**Enunciado del ejercicio A:** Copia sin cambios las líneas de las entradas, desde la que contiene "of the rock" hasta la que contiene "[[364, 353]]", ambas incluidas.

**Texto proporcionado:**
Los colegios de mi infancia se caracterizaban tradicionalmente por una notable —casi genial— acumulación de todos los factores que pudieran contribuir a hacerlos más inhóspitos, desagradables e inapropiados a sus fines. Las aulas eran feas y mal ventiladas; los muebles, horribles; las paredes, de una limpieza dudosa. Los pupitres estaban cubiertos de manchas de tinta, inscripciones y graffiti que no hubieran hecho un mal papel en las murallas de Pompeya. Algún mapa, viejo de treinta años, exhibiría aún, hasta muy pasado el año 1920, el contorno de un imperio austro-húngaro que se estaba borrando del mundo civilizado por razones fáciles de advertir... Había planchas anatómicas (pulmones, corazones, aparatos digestivos...), desteñidas por el tiempo, que nunca eran objeto de una explicación por parte del maestro. En el gabinete de física se exhibían aparatos destinados a demostraciones que jamás hacía el catedrático de turno, por no llenarse las manos de polvo —o por temor, acaso, a no entender muy bien el funcionamiento de una pequeña dinamo fabricada en Hamburgo. Otro tanto ocurría con los pájaros, los monos, los animales embalsamados, del Gabinete de Ciencias Naturales. ¡Mera galería, para hacer creer a los padres exigentes que allí se enseñaba de acuerdo con los «métodos modernos» —es decir: «deleitando»!... Por lo demás, el despacho del Director solía adornarse con algún retrato de pedagogo ilustre, para constancia de que allí se rendía un cotidiano homenaje a sus preceptos.

**Registros para procesar:**
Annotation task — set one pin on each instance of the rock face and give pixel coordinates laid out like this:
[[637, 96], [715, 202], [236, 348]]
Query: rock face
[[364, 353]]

* * *

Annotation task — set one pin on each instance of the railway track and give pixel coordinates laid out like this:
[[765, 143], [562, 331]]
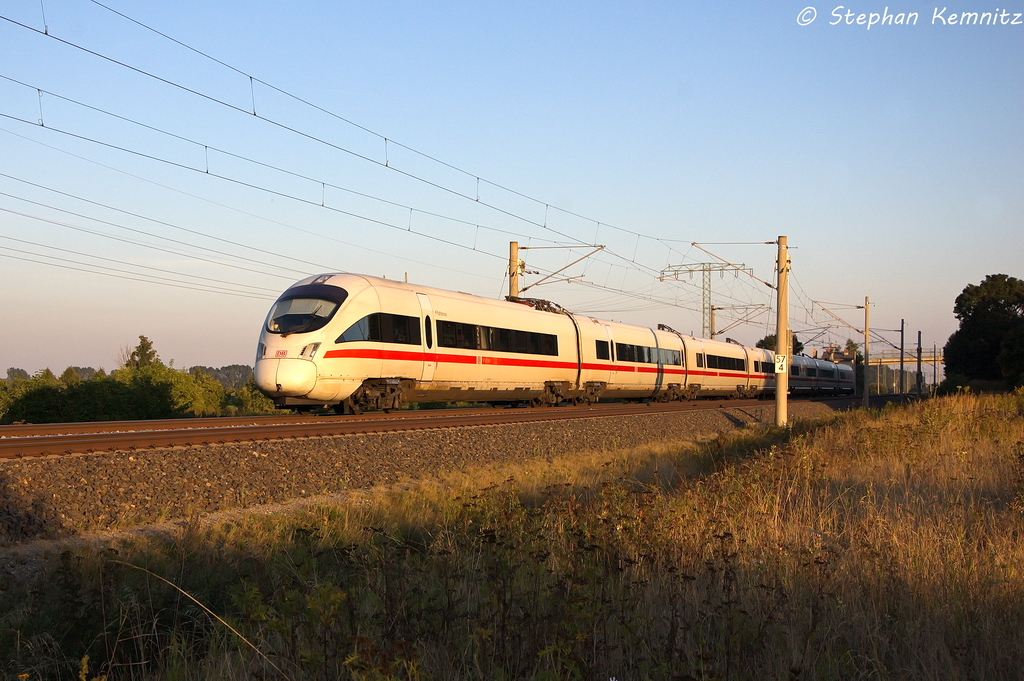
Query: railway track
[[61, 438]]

**Enunciado del ejercicio B:**
Responde según el texto sobre los colegios:
(i) ¿Hasta cuándo seguía mostrando algún mapa el contorno del imperio austro-húngaro?
(ii) ¿Dónde se había fabricado la pequeña dinamo del gabinete de física?
(iii) ¿Con qué solía adornarse el despacho del Director?

**Solución del ejercicio A:**
Annotation task — set one pin on each instance of the rock face and give pixel coordinates laid out like this:
[[637, 96], [715, 202], [236, 348]]
Query: rock face
[[364, 353]]

**Solución del ejercicio B:**
(i) Hasta muy pasado el año 1920.
(ii) En Hamburgo.
(iii) Con algún retrato de pedagogo ilustre.